Goal = Rewrite all the records that follow, replacing "drop a pin on" with "place a marker on" and leaving everything else unchanged.

Data provided =
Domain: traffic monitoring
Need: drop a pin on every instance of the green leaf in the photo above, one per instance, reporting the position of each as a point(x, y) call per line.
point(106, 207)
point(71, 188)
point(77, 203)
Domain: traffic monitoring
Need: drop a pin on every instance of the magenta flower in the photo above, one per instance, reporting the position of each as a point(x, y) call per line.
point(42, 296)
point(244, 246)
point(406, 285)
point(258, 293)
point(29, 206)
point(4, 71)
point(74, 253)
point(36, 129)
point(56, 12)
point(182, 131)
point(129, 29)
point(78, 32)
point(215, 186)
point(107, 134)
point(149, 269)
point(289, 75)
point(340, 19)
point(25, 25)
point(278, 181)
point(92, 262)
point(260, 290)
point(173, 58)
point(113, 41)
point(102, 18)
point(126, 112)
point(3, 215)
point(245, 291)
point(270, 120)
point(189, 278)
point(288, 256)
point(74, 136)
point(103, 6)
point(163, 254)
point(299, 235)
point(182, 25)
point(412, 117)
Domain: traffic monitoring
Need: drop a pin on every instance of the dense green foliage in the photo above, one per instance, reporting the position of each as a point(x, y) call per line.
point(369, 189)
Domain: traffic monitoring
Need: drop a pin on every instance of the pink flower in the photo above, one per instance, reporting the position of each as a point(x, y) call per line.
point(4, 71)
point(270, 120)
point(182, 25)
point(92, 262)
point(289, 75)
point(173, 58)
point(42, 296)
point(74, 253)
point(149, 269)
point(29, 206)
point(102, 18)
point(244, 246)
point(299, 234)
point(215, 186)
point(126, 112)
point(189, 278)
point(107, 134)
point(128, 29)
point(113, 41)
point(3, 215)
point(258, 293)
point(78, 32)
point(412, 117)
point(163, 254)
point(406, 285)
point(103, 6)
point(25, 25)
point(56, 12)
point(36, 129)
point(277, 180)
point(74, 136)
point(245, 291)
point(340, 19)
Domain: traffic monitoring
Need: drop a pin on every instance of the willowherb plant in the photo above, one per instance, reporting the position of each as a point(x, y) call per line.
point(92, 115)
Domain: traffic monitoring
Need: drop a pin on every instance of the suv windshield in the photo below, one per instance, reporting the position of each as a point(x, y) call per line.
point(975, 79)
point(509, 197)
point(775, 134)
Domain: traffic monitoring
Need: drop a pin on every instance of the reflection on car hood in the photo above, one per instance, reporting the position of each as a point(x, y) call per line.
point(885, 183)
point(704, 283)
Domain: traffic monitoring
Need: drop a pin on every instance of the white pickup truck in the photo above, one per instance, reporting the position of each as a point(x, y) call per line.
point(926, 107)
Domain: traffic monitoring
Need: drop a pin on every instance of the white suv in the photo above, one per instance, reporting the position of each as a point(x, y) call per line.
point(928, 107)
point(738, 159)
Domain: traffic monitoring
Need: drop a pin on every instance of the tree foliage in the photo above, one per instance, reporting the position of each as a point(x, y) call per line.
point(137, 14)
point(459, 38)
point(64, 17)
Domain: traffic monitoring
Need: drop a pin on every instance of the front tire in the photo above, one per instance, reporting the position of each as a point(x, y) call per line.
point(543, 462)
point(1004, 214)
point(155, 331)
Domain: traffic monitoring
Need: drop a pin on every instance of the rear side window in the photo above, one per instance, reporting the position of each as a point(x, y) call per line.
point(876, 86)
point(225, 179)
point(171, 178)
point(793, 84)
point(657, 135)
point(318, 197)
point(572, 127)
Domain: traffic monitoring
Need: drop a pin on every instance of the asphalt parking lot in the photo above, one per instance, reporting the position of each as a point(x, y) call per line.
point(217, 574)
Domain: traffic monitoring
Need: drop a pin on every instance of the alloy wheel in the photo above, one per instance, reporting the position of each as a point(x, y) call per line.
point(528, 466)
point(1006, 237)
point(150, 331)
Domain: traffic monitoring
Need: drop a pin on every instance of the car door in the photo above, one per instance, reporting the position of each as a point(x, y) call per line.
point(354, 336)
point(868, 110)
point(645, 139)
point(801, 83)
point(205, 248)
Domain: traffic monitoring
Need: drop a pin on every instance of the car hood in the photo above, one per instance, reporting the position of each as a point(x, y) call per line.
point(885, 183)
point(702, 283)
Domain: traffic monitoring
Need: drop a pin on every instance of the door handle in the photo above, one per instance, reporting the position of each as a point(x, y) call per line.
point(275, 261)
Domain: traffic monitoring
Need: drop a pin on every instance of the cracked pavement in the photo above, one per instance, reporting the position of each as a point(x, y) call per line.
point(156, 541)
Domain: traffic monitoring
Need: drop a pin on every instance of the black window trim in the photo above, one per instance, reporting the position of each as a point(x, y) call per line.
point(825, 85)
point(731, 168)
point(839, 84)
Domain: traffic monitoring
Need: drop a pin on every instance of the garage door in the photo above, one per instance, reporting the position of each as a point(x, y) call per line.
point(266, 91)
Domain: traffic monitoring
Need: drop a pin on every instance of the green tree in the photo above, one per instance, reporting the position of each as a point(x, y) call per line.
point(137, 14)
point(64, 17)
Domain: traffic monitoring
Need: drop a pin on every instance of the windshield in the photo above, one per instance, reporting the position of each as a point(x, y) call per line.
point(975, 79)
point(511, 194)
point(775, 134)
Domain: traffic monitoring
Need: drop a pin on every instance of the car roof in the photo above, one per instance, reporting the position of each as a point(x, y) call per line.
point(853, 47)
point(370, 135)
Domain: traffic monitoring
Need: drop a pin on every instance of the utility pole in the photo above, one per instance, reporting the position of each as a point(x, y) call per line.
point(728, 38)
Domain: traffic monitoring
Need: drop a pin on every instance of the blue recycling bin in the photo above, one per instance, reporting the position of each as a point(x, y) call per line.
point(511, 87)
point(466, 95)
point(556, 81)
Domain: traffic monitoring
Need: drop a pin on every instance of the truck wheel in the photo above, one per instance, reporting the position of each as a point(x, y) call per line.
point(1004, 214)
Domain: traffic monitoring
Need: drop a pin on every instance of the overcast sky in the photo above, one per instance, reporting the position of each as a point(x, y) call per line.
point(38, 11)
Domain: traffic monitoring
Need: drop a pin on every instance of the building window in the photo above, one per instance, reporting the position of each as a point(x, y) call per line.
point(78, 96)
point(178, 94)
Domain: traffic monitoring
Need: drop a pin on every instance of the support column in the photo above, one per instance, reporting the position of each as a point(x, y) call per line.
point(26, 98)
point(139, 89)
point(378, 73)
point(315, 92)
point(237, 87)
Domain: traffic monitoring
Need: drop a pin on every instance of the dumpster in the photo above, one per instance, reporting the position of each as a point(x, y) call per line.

Worked answer =
Domain: traffic monitoring
Need: place a marker on every instance of the green leaf in the photo above, one per instance, reporting the position of each as a point(x, y) call per line.
point(106, 207)
point(71, 188)
point(77, 203)
Domain: traffic monitoring
Need: place a marker on every instance of the magenta flower in the photo above, one per instance, reporting the position of each as a point(x, y) call per line.
point(42, 296)
point(244, 246)
point(406, 285)
point(258, 293)
point(29, 206)
point(4, 71)
point(74, 253)
point(36, 129)
point(56, 12)
point(182, 131)
point(129, 29)
point(78, 32)
point(215, 186)
point(107, 134)
point(149, 269)
point(289, 75)
point(340, 19)
point(25, 25)
point(278, 181)
point(92, 262)
point(260, 290)
point(173, 58)
point(113, 41)
point(102, 18)
point(126, 112)
point(3, 215)
point(245, 291)
point(270, 120)
point(189, 278)
point(288, 256)
point(74, 136)
point(103, 6)
point(163, 254)
point(299, 235)
point(182, 25)
point(412, 117)
Domain: traffic monitoring
Need: place a marker on every instance of the dense green foliage in the photo above, one per instance, reporting the position of each as a point(x, y) call per line.
point(369, 189)
Domain: traffic monitoring
Need: place a marker on every instance of the pink flower in the photo above, one per instance, reporting the position of each as a point(x, y) call per line.
point(4, 71)
point(270, 120)
point(182, 25)
point(92, 262)
point(289, 75)
point(173, 58)
point(42, 296)
point(74, 253)
point(149, 269)
point(29, 206)
point(102, 18)
point(244, 246)
point(299, 234)
point(215, 186)
point(126, 112)
point(189, 278)
point(107, 134)
point(128, 29)
point(113, 41)
point(3, 215)
point(258, 293)
point(78, 32)
point(412, 117)
point(163, 254)
point(406, 285)
point(103, 6)
point(25, 25)
point(56, 12)
point(36, 129)
point(277, 180)
point(74, 136)
point(245, 291)
point(340, 19)
Domain: traffic monitoring
Need: place a marker on every instance of the willowherb plant in the photo above, one per instance, reporting the position of each as a point(x, y) call per line.
point(92, 115)
Domain: traffic monitoring
Need: place a marker on every instance of the suv windshield in the photo below, one per instance, reporting the position of each as a point(x, y) call per line.
point(975, 79)
point(509, 197)
point(775, 134)
Domain: traffic monitoring
Need: place a marker on every instance of the reflection on car hood in the photo above, one per instance, reporting the position of each as a point(x, y) call per line.
point(885, 183)
point(704, 283)
Domain: traffic monitoring
Need: place a marker on every instance of the white pickup truck in the photo above, one per instance, reporting the position of each as a point(x, y) call per line.
point(926, 107)
Domain: traffic monitoring
Need: place a marker on every instance of the white suv in the photo above, one per instance, reporting the position of each as a point(x, y) call per line.
point(928, 107)
point(738, 159)
Domain: traffic monitoring
Need: place a marker on every instance of the tree foliage in the photo above, one per instance, reporting the position of each as a point(x, y) call per line.
point(137, 14)
point(459, 38)
point(64, 17)
Domain: traffic monitoring
Need: place a marker on every instance of the front tire in the photo above, one per instance, reporting the position of each as a point(x, y) call per line.
point(543, 462)
point(1004, 214)
point(155, 331)
Domain: traffic monitoring
Need: place a marker on every instance of the rear side window in the photo above, one per instance, reporting the position of each as a point(x, y) call per line.
point(876, 86)
point(225, 179)
point(171, 178)
point(793, 84)
point(657, 135)
point(318, 197)
point(572, 127)
Domain: traffic monitoring
Need: place a marker on every instance of the asphalt parking lot in the photo above, one per instance, reporting the position of each as a point(x, y) call per line.
point(217, 574)
Domain: traffic monitoring
Need: place a marker on every instance of the alloy wheel in the photo above, one per instance, reporting the position of each as a point(x, y) call per line.
point(528, 466)
point(1006, 237)
point(150, 331)
Domain: traffic monitoring
Need: place a marker on every instance of the car door in the photo above, one per instance, reporting the position of each as a point(x, y) call per line.
point(354, 336)
point(868, 110)
point(645, 139)
point(801, 83)
point(205, 248)
Domain: traffic monitoring
Need: place a marker on every instance of the car hood in the photo above, one per instance, reporting the position of each as a point(x, y) call per line.
point(885, 183)
point(702, 283)
Domain: traffic monitoring
Need: place a marker on every instance of the door handle in the photo above, one per instance, reporting the position of each as a point(x, y) call per line.
point(275, 261)
Domain: traffic monitoring
Need: place a marker on every instance of the cracked pavement in the photo above, one per instance, reporting the position of each as a point(x, y) call per line.
point(156, 541)
Domain: traffic monitoring
Need: place a marker on every instance of the black window trim in the photo above, one per instance, reporting the position of each as a point(x, y) call per line.
point(825, 85)
point(731, 168)
point(839, 84)
Domain: traffic monitoring
Need: place a marker on every instance of the garage door in the photo above, one per instance, reporting the position of each as a point(x, y) call per line.
point(266, 91)
Domain: traffic monitoring
Need: place a marker on every instance of the green tree in the photo above, one per instance, reporting the position of each as a point(x, y) call per line.
point(137, 14)
point(64, 17)
Domain: traffic monitoring
Need: place a marker on every instance of the windshield in the photo above, one per instance, reporting the position of each as a point(x, y) call per line.
point(975, 79)
point(511, 194)
point(775, 134)
Domain: traffic monitoring
Need: place a marker on every instance of the car roof in the photo above, one per instance, reporting the position of each as a point(x, y) call per line.
point(853, 47)
point(370, 135)
Domain: traffic monitoring
Need: place a marker on every instance of the utility pole in the photo above, one per instance, reporting the position of each as a point(x, y) call per line.
point(728, 38)
Domain: traffic monitoring
Need: place a marker on every instance of the blue recycling bin in the photo above, one per instance, reporting the position of each as a point(x, y) call per line.
point(511, 87)
point(466, 95)
point(556, 81)
Domain: traffic monitoring
Need: place a marker on every instance of the truck wheel in the photo above, one per instance, reporting the position of each as a point(x, y) call per line.
point(1004, 214)
Domain: traffic monitoring
Need: place a marker on every instance of the overcast sky in the photo above, one per instance, reporting the position of each as a point(x, y) call per line.
point(38, 11)
Domain: traffic monitoring
Need: place a marker on every instance of the building window in the photo above, one per instance, reporting the position of each as a point(x, y) call per line.
point(78, 96)
point(178, 94)
Domain: traffic monitoring
Need: place a marker on every instance of the support column in the photo above, one per instance, reporting the position of each as a point(x, y) call per line.
point(26, 98)
point(139, 89)
point(378, 73)
point(315, 92)
point(237, 87)
Domain: traffic monitoring
Need: place a marker on every instance of the dumpster in the photo above, one per instance, reporting the position of each as a point(x, y) call per line.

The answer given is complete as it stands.